• [Challenge A]
Select every line in the listing below that contains the word "wall", matching its case exactly.

• [Supplied passage]
--------------------------------------------------

Data Preparation Guide for ScanNet and ScanNet++

Overview

This document provides instructions for preparing ScanNet and ScanNet++ datasets for training and evaluation.

Prerequisites

Python 3.7+
Sufficient storage space (>1TB recommended)

Required Python packages:

pip install -r data_process/requirements.txt

ScanNet Data Preparation

1. Download ScanNet Data

Visit the official ScanNet repository
Fill out the Terms of Use agreement
Send the signed agreement to scannet@googlegroups.com
You will receive download instructions and access credentials via email

Example download command (after receiving credentials):

# Download ScanNet v2 data
python download-scannet.py -o ./data/scannet --type .sens

2. Extract .sens Files

We provide a parallel processing script to efficiently extract data from .sens files:

# Run the parallel export script
python data_process/scannet/export_data/export.py \
    --input_dir ./data/scannet \
    --output_dir ./data/scannet_extracted \
    --num_workers 8

The export script provides the following features:

Parallel processing using multiple CPU cores
Automatic skipping of already processed scenes
Progress tracking with tqdm

Arguments:

--input_dir: Directory containing the ScanNet dataset
--output_dir: Directory to save extracted data
--num_workers: Number of parallel workers (default: half of CPU cores)

--------------------------------------------------

• [Record excerpts]

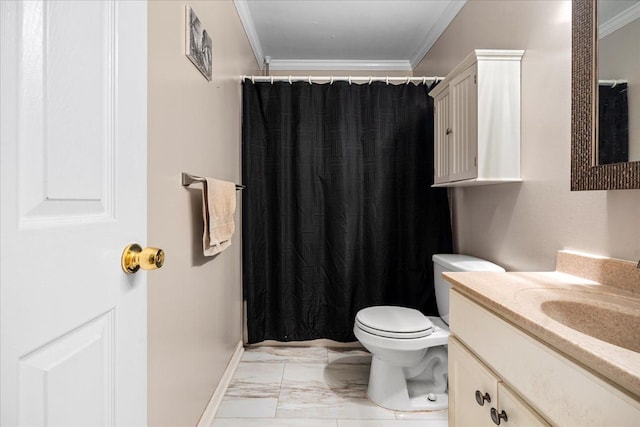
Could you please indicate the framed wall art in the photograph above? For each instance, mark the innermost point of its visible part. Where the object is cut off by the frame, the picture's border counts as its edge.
(199, 46)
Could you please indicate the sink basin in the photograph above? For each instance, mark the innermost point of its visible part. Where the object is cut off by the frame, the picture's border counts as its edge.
(613, 324)
(604, 316)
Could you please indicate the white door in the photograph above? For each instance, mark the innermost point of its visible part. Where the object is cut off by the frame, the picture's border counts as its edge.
(442, 138)
(464, 117)
(73, 193)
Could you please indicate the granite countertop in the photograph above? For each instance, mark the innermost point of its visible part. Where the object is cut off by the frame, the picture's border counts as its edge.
(518, 296)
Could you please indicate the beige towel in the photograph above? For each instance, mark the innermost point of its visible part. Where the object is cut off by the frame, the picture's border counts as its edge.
(218, 207)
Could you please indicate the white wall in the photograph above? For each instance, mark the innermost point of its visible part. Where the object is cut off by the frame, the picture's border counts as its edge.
(521, 226)
(195, 303)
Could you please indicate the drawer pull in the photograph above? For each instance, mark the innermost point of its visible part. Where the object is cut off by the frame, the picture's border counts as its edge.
(496, 418)
(480, 398)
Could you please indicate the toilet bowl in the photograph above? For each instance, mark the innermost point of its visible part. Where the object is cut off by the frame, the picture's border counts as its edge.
(409, 352)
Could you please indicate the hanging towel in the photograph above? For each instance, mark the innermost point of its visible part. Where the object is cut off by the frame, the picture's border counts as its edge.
(218, 207)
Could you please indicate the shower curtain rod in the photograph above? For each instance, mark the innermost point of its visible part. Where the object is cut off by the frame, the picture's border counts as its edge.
(331, 79)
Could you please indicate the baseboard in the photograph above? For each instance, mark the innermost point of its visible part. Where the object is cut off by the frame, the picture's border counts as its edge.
(209, 413)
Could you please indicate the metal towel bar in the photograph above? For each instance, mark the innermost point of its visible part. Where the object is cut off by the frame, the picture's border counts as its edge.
(188, 179)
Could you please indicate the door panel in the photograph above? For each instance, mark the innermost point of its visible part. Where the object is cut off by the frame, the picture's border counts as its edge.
(466, 377)
(464, 139)
(73, 188)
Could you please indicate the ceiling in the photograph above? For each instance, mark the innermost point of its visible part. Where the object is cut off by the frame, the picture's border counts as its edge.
(344, 34)
(615, 14)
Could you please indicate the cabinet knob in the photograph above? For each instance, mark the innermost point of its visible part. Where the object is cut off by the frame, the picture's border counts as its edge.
(496, 418)
(480, 398)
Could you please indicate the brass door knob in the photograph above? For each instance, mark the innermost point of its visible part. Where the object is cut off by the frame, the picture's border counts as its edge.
(134, 258)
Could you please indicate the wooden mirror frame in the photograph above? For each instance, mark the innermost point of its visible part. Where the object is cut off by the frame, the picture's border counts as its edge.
(585, 174)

--------------------------------------------------

• [Challenge B]
Return the passage of the ScanNet data preparation guide above starting at "Data Preparation Guide" and ending at "space (>1TB recommended)", copied word for word.

• [Correct answer A]
Could you please indicate the framed wall art in the photograph above? For each instance, mark the innermost point of its visible part. Where the object is cut off by the frame, the picture's border counts as its edge.
Could you please indicate the white wall in the photograph above? For each instance, mark the innermost point of its visible part. Where the object is cut off by the frame, the picture's border counts as its edge.

• [Correct answer B]
Data Preparation Guide for ScanNet and ScanNet++

Overview

This document provides instructions for preparing ScanNet and ScanNet++ datasets for training and evaluation.

Prerequisites

Python 3.7+
Sufficient storage space (>1TB recommended)